Records excerpted from a collection:
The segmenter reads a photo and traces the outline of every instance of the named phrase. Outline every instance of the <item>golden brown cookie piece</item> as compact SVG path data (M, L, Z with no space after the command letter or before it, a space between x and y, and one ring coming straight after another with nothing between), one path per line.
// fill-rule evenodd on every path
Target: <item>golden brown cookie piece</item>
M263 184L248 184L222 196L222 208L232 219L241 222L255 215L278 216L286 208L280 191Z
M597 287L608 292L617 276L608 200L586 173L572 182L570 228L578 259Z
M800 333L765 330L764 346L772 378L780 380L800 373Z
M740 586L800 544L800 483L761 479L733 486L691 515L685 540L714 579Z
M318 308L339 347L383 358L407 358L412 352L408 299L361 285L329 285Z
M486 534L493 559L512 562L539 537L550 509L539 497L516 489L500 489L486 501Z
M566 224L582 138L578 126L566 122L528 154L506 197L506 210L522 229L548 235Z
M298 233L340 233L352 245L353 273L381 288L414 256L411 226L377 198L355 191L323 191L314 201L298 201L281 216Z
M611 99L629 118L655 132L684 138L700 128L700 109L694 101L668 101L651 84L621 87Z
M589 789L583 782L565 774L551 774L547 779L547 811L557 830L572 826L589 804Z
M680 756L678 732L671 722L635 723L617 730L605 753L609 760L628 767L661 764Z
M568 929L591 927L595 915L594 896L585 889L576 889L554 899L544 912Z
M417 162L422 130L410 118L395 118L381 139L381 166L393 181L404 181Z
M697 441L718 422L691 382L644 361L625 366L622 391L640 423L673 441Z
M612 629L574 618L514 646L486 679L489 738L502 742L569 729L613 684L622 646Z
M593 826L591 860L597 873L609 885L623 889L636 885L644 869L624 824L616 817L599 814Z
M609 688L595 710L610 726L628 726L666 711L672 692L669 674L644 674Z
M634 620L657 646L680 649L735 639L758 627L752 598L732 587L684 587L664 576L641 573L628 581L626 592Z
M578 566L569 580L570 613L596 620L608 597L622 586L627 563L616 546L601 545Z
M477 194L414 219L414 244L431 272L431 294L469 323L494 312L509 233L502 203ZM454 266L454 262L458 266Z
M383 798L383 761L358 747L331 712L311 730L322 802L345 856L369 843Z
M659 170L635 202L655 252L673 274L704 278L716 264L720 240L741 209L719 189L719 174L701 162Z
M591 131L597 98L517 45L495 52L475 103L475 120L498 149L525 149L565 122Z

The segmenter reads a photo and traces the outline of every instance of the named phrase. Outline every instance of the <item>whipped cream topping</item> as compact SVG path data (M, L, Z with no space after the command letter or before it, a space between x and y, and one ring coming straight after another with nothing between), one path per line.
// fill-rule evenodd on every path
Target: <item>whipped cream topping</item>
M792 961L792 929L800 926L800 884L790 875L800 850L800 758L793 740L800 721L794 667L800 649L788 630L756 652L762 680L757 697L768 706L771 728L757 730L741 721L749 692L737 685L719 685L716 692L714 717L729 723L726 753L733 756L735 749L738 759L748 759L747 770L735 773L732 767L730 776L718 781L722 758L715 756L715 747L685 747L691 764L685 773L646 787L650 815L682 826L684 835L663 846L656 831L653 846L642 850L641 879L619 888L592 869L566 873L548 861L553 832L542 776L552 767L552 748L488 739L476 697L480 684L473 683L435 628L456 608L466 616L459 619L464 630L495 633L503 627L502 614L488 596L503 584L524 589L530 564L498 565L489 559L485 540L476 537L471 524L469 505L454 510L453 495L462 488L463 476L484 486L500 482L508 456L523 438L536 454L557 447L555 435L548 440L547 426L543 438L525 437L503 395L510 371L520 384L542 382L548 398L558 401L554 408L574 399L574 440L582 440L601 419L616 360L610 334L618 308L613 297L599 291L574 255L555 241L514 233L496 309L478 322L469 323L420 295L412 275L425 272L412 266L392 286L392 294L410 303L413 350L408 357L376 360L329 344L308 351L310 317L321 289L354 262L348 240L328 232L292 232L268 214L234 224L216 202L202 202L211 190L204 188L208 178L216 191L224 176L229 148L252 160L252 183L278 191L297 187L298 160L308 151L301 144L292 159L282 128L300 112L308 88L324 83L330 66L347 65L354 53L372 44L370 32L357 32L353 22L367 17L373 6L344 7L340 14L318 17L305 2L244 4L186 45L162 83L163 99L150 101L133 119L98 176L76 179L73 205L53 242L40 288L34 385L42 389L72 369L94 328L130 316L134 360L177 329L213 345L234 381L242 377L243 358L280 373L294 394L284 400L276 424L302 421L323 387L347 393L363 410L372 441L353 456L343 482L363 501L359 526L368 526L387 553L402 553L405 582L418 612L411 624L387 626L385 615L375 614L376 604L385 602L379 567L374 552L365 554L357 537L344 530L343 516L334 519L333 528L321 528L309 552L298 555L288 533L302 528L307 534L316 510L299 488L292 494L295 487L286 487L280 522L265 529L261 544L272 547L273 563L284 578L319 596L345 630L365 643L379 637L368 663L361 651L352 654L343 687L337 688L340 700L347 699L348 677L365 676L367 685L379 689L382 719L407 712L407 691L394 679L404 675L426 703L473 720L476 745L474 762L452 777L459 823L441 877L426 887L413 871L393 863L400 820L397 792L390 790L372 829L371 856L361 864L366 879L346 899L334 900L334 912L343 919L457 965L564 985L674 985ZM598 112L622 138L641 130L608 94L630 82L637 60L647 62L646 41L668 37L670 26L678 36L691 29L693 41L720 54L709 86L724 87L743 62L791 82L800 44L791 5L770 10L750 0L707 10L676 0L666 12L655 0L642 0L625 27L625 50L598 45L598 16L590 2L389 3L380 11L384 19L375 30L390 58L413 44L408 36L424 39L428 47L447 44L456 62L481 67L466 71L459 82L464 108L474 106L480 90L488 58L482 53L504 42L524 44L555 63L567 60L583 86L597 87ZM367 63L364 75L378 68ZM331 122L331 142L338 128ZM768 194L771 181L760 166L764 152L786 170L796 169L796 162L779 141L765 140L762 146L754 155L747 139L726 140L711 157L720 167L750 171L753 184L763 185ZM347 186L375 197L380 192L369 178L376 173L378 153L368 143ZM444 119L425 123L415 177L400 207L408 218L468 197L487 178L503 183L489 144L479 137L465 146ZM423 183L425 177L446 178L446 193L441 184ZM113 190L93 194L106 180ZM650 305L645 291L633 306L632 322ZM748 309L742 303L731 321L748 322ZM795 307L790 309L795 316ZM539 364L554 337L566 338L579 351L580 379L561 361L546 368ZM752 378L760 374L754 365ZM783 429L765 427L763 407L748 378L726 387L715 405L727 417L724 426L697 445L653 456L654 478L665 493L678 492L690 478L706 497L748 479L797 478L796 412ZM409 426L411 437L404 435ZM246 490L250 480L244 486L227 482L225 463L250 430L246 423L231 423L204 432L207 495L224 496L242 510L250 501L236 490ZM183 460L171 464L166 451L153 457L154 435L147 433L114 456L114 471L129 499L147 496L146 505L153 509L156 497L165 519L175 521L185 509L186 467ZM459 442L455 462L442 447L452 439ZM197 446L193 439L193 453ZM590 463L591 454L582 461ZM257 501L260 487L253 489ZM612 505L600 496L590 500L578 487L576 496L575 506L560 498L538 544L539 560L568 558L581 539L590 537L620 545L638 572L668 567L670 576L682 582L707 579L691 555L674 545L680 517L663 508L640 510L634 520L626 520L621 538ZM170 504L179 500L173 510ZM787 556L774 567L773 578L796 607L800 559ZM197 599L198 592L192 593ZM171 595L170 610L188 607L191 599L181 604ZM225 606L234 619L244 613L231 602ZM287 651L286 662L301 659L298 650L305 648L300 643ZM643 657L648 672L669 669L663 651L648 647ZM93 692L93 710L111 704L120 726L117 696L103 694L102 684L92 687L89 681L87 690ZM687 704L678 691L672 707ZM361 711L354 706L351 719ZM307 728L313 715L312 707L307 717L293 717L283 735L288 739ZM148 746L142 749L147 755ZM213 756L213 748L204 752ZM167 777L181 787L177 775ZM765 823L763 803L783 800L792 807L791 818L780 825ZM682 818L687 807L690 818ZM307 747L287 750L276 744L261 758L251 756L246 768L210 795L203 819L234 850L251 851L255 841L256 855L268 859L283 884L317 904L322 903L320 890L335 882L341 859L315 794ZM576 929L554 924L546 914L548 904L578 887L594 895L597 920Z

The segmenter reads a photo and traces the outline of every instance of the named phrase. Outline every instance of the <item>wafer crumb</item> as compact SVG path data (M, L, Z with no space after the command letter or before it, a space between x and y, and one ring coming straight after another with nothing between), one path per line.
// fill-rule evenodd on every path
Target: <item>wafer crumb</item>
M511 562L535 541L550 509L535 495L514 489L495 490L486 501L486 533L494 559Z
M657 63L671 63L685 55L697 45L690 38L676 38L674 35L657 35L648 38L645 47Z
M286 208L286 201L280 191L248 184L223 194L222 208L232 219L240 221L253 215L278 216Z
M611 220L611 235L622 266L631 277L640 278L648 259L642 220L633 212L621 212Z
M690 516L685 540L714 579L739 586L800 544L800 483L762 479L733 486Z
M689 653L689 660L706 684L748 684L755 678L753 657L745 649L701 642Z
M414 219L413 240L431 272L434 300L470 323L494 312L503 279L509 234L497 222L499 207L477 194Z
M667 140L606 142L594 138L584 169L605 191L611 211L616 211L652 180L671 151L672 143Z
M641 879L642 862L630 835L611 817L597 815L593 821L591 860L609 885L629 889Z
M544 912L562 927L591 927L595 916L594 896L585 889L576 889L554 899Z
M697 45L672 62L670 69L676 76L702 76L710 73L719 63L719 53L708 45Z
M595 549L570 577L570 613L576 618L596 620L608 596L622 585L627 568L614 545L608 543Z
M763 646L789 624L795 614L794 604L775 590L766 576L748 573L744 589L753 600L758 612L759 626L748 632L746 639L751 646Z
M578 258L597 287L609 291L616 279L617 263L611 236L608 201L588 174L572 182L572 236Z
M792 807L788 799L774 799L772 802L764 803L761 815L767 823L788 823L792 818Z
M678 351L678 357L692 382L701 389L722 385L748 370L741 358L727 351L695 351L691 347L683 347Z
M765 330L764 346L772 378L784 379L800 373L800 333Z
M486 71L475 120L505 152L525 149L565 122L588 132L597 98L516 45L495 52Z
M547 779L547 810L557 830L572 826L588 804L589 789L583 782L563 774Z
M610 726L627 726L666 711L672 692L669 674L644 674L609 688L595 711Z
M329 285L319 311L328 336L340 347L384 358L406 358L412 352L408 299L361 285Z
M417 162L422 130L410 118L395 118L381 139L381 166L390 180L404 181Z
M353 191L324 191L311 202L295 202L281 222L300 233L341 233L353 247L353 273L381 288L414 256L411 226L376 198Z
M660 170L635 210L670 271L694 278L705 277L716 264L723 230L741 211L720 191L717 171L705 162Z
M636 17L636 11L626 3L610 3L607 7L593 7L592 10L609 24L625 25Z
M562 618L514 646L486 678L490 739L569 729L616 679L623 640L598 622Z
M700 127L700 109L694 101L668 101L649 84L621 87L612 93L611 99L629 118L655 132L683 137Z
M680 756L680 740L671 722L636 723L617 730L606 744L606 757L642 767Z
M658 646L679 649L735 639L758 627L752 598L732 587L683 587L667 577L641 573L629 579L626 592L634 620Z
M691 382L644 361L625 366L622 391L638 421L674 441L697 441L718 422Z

## TO DO
Each line in the records that carries "whipped" must be copied out.

## EXERCISE SOLUTION
The segmenter reads a photo and traces the outline of every instance of the named phrase. Outline every instance of the <item>whipped cream topping</item> as compact SVG path data (M, L, Z with no space after the command letter or before it, a space between x and y, and one ring coming straight after another with nothing between), one path per line.
Target: <item>whipped cream topping</item>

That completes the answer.